Did you reprogram the as-built data? Do you have a way to monitor reported wheel speed like ForScan? Did you replace the hydraulic and electric portions of the pump?

I finally bought the flare nut wrenches, BTW.
I did not reprogram the as-built. What I did, which probably didn't really do anything, was to plug the 'new' junkyard control module into the truck. I started the truck and the warning lights/message came right back. Before doing anything I checked the pins on the wire harness as outlined by Ford to determine if it was a short in the harness verses a bad module/pump. I thought that I could determine for SURE it was the module/pump by just plugging the replacement module/pump in. I know that would be too simple, right?

Yes, I have ForScan and measured the wheel speed sensors. While the data wasn't wildly erratic, there were as slight lag/variance in the right front sensor data. I have a grinding noise noise coming from that same area. I noticed the brake pads were dragging, so I replaced the caliper FIRST. The noise was/is still there. I did the wheel hub test, holding the tire at noon & six and also at 9 & 3, but didn't notice any play. Against my better judgment I replaced that wheel hub. A friend said it STILL could be a faulty hub without any play. I know now that he was wrong.

This issue is just crazy trying to narrow down. With the number of these vehicles manufactured over the last 25 years, not including the F150's, it seems like there would be some clear cut testing and solutions. It seems even professional mechanics are baffled by ABS brake systems. :eek:

I've read numerous articles, forum posts and watched HOURS of YouTube videos on this subject.

DATASET CONTENT =>
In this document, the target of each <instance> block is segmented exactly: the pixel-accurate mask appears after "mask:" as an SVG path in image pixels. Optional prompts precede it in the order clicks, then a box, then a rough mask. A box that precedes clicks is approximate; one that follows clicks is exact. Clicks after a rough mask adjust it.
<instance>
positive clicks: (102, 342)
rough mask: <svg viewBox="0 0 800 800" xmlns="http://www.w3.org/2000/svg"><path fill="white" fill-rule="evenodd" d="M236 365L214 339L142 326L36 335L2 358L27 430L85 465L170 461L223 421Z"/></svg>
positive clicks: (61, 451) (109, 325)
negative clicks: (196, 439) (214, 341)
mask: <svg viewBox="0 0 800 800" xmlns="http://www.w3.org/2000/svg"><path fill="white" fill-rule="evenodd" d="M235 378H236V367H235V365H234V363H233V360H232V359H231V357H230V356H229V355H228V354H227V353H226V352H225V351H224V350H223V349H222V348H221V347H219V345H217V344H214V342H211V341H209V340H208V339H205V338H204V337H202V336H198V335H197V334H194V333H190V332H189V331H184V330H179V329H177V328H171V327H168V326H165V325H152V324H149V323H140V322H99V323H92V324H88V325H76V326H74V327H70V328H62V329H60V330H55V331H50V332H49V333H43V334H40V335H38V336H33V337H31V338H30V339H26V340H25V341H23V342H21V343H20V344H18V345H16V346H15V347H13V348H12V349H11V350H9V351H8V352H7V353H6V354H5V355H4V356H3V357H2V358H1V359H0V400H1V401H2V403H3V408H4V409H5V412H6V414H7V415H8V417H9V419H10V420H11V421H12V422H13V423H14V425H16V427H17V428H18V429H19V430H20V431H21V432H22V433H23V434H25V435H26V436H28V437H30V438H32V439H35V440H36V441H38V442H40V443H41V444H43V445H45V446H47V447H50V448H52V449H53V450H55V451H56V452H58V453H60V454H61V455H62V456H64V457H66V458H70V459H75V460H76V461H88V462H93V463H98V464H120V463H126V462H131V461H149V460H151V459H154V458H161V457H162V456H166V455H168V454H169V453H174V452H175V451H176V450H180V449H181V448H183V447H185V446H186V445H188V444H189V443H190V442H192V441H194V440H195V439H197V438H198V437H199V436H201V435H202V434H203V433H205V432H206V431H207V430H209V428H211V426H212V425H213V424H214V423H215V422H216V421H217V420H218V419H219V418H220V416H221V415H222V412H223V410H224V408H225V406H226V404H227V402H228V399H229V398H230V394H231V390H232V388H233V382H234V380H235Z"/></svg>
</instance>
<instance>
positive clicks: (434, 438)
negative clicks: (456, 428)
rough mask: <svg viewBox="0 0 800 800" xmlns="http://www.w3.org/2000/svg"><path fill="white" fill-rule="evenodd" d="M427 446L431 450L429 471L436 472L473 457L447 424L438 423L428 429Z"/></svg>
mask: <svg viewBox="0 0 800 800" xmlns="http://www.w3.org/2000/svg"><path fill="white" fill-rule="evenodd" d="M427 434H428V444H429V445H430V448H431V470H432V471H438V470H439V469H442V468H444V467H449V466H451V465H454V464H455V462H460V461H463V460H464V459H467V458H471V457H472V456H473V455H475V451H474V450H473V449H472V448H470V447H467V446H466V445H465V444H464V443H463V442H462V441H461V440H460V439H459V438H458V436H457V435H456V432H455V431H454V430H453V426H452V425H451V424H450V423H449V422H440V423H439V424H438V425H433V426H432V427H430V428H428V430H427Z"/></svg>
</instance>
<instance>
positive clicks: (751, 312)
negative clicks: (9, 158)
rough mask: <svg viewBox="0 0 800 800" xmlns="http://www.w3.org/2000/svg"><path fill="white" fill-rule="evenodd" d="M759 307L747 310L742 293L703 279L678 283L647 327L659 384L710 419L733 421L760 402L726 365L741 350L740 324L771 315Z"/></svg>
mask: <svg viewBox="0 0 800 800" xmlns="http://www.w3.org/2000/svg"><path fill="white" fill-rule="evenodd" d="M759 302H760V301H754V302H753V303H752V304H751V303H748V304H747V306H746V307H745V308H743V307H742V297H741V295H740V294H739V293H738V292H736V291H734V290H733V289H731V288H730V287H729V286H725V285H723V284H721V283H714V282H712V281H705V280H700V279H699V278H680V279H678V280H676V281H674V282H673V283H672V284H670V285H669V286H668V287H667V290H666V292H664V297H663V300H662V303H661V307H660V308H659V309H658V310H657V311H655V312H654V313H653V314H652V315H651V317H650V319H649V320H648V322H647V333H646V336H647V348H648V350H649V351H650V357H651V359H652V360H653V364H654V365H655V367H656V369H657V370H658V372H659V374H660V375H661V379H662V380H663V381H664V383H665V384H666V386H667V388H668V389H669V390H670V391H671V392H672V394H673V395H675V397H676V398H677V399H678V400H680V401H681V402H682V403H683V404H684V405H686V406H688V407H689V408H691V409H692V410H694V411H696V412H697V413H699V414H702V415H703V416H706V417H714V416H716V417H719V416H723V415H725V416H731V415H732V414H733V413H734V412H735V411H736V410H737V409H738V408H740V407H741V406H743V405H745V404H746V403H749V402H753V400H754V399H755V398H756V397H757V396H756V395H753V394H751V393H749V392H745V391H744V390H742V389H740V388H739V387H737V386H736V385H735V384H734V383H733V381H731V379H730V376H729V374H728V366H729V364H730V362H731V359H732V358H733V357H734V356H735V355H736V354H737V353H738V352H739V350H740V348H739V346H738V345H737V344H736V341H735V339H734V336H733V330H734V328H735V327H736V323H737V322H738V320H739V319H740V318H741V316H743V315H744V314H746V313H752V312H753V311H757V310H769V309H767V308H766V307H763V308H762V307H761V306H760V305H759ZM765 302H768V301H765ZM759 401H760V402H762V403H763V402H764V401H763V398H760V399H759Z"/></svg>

TASK ITEM => Quote the part of the ABS troubleshooting post that opens with the words containing "Yes, I have" and closes with "he was wrong.". Rely only on the ABS troubleshooting post here, not on the entries.

YOUR RESPONSE =>
Yes, I have ForScan and measured the wheel speed sensors. While the data wasn't wildly erratic, there were as slight lag/variance in the right front sensor data. I have a grinding noise noise coming from that same area. I noticed the brake pads were dragging, so I replaced the caliper FIRST. The noise was/is still there. I did the wheel hub test, holding the tire at noon & six and also at 9 & 3, but didn't notice any play. Against my better judgment I replaced that wheel hub. A friend said it STILL could be a faulty hub without any play. I know now that he was wrong.